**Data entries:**
::::

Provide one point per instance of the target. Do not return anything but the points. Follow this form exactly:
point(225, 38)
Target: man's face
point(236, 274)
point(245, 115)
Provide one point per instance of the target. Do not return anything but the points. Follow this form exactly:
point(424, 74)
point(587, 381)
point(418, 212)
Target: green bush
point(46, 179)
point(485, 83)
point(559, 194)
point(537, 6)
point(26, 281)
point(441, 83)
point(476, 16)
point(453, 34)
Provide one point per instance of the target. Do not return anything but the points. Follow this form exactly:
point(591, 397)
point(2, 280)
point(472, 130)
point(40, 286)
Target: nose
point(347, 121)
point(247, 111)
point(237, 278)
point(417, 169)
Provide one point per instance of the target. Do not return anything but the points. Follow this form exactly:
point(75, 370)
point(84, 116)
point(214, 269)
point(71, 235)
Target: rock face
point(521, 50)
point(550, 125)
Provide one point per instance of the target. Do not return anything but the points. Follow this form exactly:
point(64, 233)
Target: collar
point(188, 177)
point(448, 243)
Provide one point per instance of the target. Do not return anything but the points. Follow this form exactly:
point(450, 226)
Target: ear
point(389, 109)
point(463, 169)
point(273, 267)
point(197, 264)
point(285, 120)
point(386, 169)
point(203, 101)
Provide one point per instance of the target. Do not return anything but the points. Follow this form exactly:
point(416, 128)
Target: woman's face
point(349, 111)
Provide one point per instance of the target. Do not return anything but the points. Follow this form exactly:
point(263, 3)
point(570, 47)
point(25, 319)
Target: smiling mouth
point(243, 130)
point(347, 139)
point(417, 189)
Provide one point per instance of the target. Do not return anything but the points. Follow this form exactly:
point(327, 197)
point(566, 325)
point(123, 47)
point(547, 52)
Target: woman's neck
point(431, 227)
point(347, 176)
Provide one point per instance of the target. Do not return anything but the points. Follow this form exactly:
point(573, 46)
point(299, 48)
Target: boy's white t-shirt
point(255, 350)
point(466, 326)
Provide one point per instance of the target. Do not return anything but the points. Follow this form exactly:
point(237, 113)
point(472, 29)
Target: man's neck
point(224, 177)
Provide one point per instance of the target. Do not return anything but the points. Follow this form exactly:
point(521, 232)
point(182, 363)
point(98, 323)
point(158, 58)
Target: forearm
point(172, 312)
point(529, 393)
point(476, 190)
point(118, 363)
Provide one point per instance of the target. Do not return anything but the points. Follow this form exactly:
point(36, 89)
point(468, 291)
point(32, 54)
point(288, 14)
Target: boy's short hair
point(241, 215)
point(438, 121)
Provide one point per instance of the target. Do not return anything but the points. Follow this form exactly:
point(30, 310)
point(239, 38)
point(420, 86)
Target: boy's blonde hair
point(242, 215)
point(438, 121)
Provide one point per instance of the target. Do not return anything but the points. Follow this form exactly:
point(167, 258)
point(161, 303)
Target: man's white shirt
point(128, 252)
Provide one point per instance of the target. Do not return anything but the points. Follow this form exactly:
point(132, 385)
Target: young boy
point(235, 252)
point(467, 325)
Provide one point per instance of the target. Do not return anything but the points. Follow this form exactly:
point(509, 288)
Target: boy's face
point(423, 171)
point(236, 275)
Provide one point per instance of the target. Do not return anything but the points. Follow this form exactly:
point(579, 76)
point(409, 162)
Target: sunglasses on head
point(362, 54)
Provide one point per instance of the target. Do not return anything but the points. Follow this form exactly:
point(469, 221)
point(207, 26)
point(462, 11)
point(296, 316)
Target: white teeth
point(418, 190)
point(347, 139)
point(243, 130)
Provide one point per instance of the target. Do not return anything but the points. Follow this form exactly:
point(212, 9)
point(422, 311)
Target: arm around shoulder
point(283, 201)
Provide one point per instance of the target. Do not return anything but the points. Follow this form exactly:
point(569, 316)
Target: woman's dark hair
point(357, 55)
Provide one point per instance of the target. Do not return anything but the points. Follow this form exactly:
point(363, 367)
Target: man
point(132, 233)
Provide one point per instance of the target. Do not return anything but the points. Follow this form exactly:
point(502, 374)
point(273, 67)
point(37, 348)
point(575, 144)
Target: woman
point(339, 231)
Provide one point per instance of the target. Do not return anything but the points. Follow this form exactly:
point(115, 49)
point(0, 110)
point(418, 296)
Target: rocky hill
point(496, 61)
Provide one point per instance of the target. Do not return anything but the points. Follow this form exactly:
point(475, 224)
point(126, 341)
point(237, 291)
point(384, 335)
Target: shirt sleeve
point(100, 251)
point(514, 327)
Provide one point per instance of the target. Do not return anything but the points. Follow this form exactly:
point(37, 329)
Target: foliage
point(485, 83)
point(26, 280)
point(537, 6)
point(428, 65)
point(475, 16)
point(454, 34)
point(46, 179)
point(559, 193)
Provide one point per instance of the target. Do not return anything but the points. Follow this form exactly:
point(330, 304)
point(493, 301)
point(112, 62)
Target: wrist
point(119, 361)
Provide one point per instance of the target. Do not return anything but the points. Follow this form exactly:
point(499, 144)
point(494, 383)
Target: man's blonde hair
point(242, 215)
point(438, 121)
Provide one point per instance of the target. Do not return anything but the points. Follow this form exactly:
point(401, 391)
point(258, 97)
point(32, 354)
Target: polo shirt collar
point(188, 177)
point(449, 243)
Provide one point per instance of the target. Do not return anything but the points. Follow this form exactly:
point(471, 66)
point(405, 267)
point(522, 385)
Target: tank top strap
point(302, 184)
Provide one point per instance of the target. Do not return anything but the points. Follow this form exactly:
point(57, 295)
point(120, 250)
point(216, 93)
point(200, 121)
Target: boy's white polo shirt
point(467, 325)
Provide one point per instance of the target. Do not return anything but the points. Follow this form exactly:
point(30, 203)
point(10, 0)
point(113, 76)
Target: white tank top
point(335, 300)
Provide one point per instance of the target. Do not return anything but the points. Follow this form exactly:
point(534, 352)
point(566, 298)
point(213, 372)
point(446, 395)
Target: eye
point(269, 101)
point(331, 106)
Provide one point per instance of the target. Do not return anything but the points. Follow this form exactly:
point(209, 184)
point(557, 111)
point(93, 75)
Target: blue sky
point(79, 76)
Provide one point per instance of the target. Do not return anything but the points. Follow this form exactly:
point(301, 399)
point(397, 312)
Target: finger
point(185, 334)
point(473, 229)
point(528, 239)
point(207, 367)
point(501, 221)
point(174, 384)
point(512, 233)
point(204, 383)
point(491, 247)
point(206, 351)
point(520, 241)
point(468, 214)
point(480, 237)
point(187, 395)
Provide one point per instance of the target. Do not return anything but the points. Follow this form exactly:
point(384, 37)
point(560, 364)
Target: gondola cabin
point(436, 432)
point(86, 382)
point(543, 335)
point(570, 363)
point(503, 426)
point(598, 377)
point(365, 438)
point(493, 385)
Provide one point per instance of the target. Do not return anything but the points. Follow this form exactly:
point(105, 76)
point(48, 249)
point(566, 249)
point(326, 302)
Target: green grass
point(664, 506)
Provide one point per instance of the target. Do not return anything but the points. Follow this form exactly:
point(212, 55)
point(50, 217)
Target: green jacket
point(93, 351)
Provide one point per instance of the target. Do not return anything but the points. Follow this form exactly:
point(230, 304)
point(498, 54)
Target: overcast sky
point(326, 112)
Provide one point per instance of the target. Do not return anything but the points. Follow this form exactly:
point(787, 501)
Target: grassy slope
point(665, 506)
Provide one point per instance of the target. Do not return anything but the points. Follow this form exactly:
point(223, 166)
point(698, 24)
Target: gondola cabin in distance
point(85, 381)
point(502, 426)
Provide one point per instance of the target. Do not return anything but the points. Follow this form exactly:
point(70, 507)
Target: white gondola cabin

::::

Exactly reproduce all of the entries above.

Provide one point per instance of the target. Do not return anything but the points. Follow this form exactly:
point(225, 38)
Target: man's face
point(236, 274)
point(245, 115)
Provide one point per instance of the target. Do not return anything but the points. Follow this form exactly:
point(424, 74)
point(587, 381)
point(418, 212)
Target: green bush
point(46, 179)
point(485, 83)
point(559, 194)
point(537, 6)
point(26, 281)
point(441, 83)
point(476, 16)
point(453, 34)
Provide one point per instance of the target. Do not return anything but the points. Follow this form exactly:
point(591, 397)
point(2, 280)
point(472, 130)
point(40, 286)
Target: nose
point(347, 121)
point(247, 111)
point(237, 278)
point(417, 169)
Provide one point per instance of the target. Do not return anything but the points. Follow this form exactly:
point(75, 370)
point(84, 116)
point(214, 269)
point(71, 235)
Target: rock face
point(521, 50)
point(550, 125)
Provide one point per instance of the target. Do not return anything but the points. Follow this form exactly:
point(64, 233)
Target: collar
point(188, 177)
point(448, 243)
Provide one point per instance of the target. Do not return anything but the points. Follow this form exactly:
point(450, 226)
Target: ear
point(389, 109)
point(463, 169)
point(273, 267)
point(197, 264)
point(285, 120)
point(386, 169)
point(203, 101)
Provide one point per instance of the target. Do not return anything but the points. Follow this form exactly:
point(416, 128)
Target: woman's face
point(349, 111)
Provide one point per instance of the target. Do not return anything but the points. Follow this form exactly:
point(263, 3)
point(570, 47)
point(25, 319)
Target: smiling mouth
point(243, 130)
point(347, 139)
point(417, 189)
Provide one point per instance of the target. Do not return anything but the points. Follow this form exactly:
point(327, 197)
point(566, 325)
point(123, 47)
point(547, 52)
Target: woman's neck
point(431, 227)
point(347, 176)
Provide one point per instance of the target. Do not return anything but the points. Follow this form exactly:
point(573, 46)
point(299, 48)
Target: boy's white t-shirt
point(255, 350)
point(466, 326)
Provide one point per instance of the target. Do not return anything but the points. Follow this form exactly:
point(237, 113)
point(472, 29)
Target: man's neck
point(224, 177)
Provide one point per instance of the target. Do not return anything but the points. Follow this form exactly:
point(521, 232)
point(182, 363)
point(98, 323)
point(158, 58)
Target: forearm
point(172, 312)
point(529, 393)
point(476, 190)
point(118, 363)
Provide one point per instance of the target. Do not return anything but the points. Follow this form exactly:
point(36, 89)
point(468, 291)
point(32, 54)
point(288, 14)
Target: boy's short hair
point(241, 215)
point(438, 121)
Provide one point per instance of the target. Do not return anything but the points. Follow this form exactly:
point(30, 310)
point(239, 38)
point(420, 86)
Target: boy's blonde hair
point(242, 215)
point(438, 121)
Provide one point per instance of the target. Do not return anything but the points. Follow this form exactly:
point(167, 258)
point(161, 303)
Target: man's white shirt
point(128, 252)
Provide one point per instance of the target. Do not return anything but the points. Follow this form exactly:
point(132, 385)
Target: young boy
point(235, 252)
point(467, 325)
Provide one point per instance of the target. Do not return anything but the points. Follow this form exactly:
point(509, 288)
Target: boy's face
point(423, 171)
point(236, 275)
Provide one point per instance of the target. Do not return anything but the points. Follow this form exactly:
point(579, 76)
point(409, 162)
Target: sunglasses on head
point(362, 54)
Provide one point per instance of the target. Do not return anything but the points. Follow this form exactly:
point(469, 221)
point(207, 26)
point(462, 11)
point(296, 316)
Target: white teeth
point(418, 190)
point(347, 139)
point(243, 130)
Provide one point per instance of the target. Do not return anything but the points. Follow this form exactly:
point(212, 9)
point(422, 311)
Target: arm around shoulder
point(283, 201)
Provide one point per instance of the target. Do not return anything but the points. Follow this form exactly:
point(569, 316)
Target: woman's dark hair
point(357, 55)
Provide one point per instance of the target. Do not return anything but the points. Follow this form exactly:
point(363, 367)
Target: man
point(132, 233)
Provide one point per instance of the target. Do not return anything but the points. Follow this form exactly:
point(502, 374)
point(273, 67)
point(37, 348)
point(575, 144)
Target: woman
point(339, 231)
Provide one point per instance of the target. Do not return anything but the points. Follow this form exactly:
point(115, 49)
point(0, 110)
point(418, 296)
Target: rocky hill
point(496, 61)
Provide one point per instance of the target. Do not return anything but the points. Follow this form exactly:
point(475, 224)
point(126, 341)
point(237, 291)
point(384, 335)
Target: shirt sleeve
point(100, 251)
point(514, 327)
Provide one point per instance of the target. Do not return anything but the points. Follow this form exactly:
point(37, 329)
Target: foliage
point(485, 83)
point(26, 280)
point(537, 6)
point(428, 65)
point(475, 16)
point(454, 34)
point(46, 179)
point(559, 193)
Provide one point per instance of the target. Do not return anything but the points. Follow this form exactly:
point(330, 304)
point(493, 301)
point(112, 62)
Target: wrist
point(119, 361)
Provide one point per instance of the target. Do not return anything but the points. Follow this form exactly:
point(499, 144)
point(494, 383)
Target: man's blonde hair
point(242, 215)
point(438, 121)
Provide one point per instance of the target. Do not return anything but the points. Follow this form exactly:
point(401, 391)
point(258, 97)
point(32, 354)
Target: polo shirt collar
point(188, 177)
point(449, 243)
Provide one point per instance of the target. Do not return anything but the points. Follow this form exactly:
point(471, 66)
point(405, 267)
point(522, 385)
Target: tank top strap
point(302, 184)
Provide one point per instance of the target. Do not return anything but the points. Follow this form exactly:
point(57, 295)
point(120, 250)
point(216, 93)
point(200, 121)
Target: boy's white polo shirt
point(467, 325)
Provide one point per instance of the target. Do not return anything but the points. Follow this form exactly:
point(30, 203)
point(10, 0)
point(113, 76)
Target: white tank top
point(335, 300)
Provide one point per instance of the target. Do not return anything but the points. Follow this form exactly:
point(534, 352)
point(566, 298)
point(213, 372)
point(446, 395)
Target: eye
point(269, 101)
point(331, 106)
Provide one point per instance of the target. Do not return anything but the points. Follow this form exactly:
point(209, 184)
point(557, 111)
point(93, 75)
Target: blue sky
point(79, 76)
Provide one point per instance of the target. Do not return anything but the points. Follow this form exactly:
point(301, 399)
point(397, 312)
Target: finger
point(185, 334)
point(473, 229)
point(528, 239)
point(207, 367)
point(501, 221)
point(174, 384)
point(512, 233)
point(204, 383)
point(491, 247)
point(206, 351)
point(520, 241)
point(468, 214)
point(480, 237)
point(187, 395)
Provide one point per instance of the target. Do not return anything but the points. Follow this form exactly:
point(384, 37)
point(560, 364)
Target: gondola cabin
point(436, 432)
point(86, 382)
point(543, 335)
point(570, 363)
point(503, 426)
point(598, 377)
point(365, 438)
point(493, 385)
Provide one point per instance of the target. Do not return anything but the points. Follow this form exactly:
point(105, 76)
point(48, 249)
point(566, 249)
point(326, 302)
Target: green grass
point(664, 506)
Provide one point per instance of the target. Do not return anything but the points. Follow this form exactly:
point(212, 55)
point(50, 217)
Target: green jacket
point(93, 351)
Provide one point per instance of the target. Do not return anything but the points. Follow this form exactly:
point(230, 304)
point(498, 54)
Target: overcast sky
point(326, 112)
Provide one point per instance of the target. Do not return anything but the points. Follow this form exactly:
point(787, 501)
Target: grassy slope
point(665, 506)
Provide one point per instance of the target. Do not return anything but the points. Follow this form exactly:
point(223, 166)
point(698, 24)
Target: gondola cabin in distance
point(85, 381)
point(502, 426)
Provide one point per instance of the target. Do not return anything but the points. Follow this form exactly:
point(70, 507)
Target: white gondola cabin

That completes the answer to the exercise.